## Stated problem 1
In the blog post on Paris pissoirs, on which street was the green cast iron pissoir that the writer passed as a Melbourne University student?
## Stated problem 2
Please rewrite the paragraph of the blog post on Paris pissoirs that begins "When I was first in Paris" as a short bulleted list, keeping its main facts.

-- start of Document extract --

Saturday, November 5, 2011

Les Pissoirs de Paris

When I was first in Paris, in the early eighties, these wonderful pissoirs still existed. Some were real design wonders in Art Nouvais style cast iron, and some were quite simple. The ones I used only had an outer shell which held a trough that men would urinate into. The outer covering started at knee height, so people walking by would see the shins and shoes of men relieving themselves.
The British and Australians of course were much more reserved than the French. When a student at Melbourne University I used to pass a wonderful green cast iron pissoir in Lonsdale Street. It was off course full-length to hide what was happening inside.
Now of course, things have changed. I am not sure if we now want to hide anything to do with bodily functions, or whether governments no longer think it their responsibility to cater for them. The pissoirs have gone, and not been replaced.

-- end of Document extract --
-- start of Provided data --

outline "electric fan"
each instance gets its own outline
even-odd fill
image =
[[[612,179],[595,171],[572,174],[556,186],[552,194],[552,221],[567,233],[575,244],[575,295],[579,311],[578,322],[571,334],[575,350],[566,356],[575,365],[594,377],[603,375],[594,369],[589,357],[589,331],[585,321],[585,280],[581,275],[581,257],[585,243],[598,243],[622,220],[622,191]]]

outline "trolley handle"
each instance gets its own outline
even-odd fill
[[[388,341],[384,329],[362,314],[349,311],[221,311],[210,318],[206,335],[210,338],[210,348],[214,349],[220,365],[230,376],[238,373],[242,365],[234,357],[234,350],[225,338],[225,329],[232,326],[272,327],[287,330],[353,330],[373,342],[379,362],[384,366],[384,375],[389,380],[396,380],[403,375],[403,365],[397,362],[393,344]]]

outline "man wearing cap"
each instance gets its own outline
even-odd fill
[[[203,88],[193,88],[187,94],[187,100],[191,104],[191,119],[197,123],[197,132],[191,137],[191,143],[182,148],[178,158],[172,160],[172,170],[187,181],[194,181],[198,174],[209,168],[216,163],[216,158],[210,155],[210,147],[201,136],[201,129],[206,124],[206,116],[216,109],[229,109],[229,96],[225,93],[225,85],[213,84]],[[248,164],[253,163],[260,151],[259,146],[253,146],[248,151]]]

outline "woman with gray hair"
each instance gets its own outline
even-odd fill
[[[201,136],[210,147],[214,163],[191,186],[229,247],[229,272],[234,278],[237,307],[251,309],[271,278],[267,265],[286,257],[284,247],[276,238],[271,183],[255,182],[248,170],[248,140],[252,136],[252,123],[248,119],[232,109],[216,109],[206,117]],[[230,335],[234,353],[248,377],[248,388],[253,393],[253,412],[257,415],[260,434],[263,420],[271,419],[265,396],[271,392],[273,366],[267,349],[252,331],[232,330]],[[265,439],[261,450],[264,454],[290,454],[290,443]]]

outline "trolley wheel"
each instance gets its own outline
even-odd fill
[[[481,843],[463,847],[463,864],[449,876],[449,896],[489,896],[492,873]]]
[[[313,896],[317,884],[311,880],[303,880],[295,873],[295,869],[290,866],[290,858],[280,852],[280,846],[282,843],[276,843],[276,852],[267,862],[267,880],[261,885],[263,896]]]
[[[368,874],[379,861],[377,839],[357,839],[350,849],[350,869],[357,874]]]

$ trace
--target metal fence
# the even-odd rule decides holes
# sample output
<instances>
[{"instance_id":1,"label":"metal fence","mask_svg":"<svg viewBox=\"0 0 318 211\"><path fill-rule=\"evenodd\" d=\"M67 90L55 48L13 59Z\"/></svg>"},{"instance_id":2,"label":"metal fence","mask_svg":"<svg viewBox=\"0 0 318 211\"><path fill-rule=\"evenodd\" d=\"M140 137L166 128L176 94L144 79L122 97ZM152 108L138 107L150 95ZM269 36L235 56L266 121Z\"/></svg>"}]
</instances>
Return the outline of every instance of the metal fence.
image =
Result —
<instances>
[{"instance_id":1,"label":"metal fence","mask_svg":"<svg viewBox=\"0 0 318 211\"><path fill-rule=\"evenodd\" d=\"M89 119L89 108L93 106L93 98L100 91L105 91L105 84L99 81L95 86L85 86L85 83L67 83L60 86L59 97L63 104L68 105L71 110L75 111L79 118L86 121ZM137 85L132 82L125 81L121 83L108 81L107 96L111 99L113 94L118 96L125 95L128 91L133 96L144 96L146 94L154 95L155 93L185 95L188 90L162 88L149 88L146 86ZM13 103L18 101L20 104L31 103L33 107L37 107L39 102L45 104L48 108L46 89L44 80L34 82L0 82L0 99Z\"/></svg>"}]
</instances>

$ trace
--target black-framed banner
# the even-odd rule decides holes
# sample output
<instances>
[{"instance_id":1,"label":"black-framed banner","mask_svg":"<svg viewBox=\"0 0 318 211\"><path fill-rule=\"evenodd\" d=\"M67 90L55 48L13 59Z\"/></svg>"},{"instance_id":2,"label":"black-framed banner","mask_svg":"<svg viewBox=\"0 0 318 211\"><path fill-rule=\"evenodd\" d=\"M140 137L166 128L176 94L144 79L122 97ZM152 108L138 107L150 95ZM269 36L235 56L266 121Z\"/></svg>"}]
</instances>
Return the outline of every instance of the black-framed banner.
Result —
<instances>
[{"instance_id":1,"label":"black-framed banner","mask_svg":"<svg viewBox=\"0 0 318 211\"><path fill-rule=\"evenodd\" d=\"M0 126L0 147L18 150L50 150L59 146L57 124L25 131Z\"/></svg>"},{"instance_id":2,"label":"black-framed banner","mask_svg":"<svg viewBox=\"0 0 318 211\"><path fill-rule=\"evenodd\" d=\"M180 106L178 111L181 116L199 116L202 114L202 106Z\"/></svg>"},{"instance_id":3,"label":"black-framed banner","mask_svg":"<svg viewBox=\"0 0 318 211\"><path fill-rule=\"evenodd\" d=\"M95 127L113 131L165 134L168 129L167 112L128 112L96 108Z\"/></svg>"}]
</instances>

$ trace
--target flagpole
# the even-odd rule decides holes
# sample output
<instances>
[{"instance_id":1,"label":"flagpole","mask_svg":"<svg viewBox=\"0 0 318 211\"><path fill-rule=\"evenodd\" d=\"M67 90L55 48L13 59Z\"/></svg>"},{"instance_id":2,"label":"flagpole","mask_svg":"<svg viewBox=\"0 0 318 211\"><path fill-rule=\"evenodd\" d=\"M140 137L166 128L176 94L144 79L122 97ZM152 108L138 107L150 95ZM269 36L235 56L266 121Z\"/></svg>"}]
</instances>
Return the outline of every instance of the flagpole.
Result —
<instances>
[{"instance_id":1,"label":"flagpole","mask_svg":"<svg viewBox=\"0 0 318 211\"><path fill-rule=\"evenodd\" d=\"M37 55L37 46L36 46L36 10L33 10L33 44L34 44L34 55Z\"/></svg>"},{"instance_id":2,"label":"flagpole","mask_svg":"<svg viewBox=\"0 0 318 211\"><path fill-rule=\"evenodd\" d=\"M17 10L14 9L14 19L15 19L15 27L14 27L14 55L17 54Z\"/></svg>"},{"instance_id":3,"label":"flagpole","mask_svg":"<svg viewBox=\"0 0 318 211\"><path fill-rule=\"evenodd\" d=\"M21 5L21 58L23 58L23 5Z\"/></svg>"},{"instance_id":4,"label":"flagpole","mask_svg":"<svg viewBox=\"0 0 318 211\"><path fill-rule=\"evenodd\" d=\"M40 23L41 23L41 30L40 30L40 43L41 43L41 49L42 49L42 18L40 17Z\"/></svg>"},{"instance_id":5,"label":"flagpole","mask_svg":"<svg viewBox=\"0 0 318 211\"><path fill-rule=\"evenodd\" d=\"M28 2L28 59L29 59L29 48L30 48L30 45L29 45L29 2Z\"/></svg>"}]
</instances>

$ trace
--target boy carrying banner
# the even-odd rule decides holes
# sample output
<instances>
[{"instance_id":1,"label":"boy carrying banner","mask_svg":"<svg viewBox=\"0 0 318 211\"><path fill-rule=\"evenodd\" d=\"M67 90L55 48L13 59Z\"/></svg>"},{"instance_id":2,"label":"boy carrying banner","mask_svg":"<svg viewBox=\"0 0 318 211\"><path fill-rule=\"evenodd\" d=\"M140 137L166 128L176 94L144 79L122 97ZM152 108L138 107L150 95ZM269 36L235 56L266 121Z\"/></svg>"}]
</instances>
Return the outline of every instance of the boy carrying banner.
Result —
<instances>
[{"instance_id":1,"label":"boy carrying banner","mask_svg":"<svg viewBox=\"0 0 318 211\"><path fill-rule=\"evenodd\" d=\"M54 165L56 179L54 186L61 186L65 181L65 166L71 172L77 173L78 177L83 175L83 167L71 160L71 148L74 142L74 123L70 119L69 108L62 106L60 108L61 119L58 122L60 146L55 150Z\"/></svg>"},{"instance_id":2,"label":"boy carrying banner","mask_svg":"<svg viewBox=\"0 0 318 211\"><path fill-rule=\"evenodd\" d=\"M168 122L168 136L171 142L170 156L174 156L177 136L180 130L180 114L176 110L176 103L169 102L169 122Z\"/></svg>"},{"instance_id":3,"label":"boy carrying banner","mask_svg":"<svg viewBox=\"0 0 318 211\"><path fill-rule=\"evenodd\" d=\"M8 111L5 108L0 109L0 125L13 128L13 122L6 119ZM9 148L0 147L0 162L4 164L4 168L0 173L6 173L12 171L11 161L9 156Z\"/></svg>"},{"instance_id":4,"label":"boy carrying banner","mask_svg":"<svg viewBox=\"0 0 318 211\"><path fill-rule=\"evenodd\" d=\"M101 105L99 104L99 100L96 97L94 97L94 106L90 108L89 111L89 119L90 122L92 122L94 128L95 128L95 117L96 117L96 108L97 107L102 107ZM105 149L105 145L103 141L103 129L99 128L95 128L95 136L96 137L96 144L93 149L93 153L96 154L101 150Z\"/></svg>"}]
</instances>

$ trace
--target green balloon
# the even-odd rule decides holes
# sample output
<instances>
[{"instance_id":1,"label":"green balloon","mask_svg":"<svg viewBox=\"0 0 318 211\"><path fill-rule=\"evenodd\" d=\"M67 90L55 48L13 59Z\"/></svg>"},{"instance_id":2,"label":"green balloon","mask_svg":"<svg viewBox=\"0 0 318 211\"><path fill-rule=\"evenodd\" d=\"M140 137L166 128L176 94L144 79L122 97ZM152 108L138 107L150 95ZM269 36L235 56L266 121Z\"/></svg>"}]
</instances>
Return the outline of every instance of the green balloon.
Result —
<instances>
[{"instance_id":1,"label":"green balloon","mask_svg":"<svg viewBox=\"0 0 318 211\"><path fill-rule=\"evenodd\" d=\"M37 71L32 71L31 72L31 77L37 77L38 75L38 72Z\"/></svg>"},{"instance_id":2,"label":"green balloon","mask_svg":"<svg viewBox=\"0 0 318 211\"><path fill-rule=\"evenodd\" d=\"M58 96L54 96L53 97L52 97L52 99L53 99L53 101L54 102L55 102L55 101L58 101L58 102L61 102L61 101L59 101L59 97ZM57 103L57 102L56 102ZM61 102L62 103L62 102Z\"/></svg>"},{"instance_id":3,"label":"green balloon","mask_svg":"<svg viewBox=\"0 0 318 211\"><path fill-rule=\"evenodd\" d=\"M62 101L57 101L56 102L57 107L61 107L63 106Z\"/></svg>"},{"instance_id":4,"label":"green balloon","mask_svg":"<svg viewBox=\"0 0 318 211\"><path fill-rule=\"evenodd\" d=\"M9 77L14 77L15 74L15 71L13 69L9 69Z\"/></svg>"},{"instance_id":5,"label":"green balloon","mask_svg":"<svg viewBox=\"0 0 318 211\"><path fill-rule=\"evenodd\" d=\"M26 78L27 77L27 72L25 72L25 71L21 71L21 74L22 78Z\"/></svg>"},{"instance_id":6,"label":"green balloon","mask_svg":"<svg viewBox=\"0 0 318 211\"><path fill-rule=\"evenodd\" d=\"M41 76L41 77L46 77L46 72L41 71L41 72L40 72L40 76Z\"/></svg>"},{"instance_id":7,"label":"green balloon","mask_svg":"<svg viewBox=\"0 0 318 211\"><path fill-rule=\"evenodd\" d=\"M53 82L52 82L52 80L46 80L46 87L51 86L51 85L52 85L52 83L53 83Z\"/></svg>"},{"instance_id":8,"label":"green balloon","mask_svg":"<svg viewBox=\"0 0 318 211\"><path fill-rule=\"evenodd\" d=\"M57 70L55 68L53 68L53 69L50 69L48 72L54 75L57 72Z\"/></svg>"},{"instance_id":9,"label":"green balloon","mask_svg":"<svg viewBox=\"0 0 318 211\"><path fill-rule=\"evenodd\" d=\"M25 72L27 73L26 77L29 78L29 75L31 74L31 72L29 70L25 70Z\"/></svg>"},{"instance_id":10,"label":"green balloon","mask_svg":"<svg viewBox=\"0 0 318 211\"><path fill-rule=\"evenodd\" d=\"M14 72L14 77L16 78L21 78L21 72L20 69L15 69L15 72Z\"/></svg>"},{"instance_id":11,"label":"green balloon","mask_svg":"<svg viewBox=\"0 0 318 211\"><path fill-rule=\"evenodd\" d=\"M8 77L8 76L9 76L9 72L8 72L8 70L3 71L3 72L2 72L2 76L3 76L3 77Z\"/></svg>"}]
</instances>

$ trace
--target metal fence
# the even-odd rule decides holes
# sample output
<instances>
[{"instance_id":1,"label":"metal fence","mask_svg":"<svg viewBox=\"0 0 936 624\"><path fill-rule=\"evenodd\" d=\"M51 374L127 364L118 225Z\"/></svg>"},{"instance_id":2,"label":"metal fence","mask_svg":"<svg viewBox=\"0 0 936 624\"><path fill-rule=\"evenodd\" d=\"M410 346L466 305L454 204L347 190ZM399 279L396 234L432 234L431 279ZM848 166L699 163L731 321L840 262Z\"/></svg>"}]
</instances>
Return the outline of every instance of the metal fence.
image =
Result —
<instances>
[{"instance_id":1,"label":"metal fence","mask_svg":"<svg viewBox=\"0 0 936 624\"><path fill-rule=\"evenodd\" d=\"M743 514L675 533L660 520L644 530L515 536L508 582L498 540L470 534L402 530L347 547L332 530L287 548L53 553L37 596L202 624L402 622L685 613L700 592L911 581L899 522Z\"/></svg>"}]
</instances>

-- end of Provided data --

## Correct result 1
Lonsdale Street.

## Correct result 2
- Pissoirs still existed in Paris in the early eighties, when the writer first visited.
- Some were elaborate cast iron designs, and others were quite simple.
- The ones the writer used had only an outer shell holding a trough for men to urinate into.
- The covering started at knee height, so passersby could see the shins and shoes of the men using them.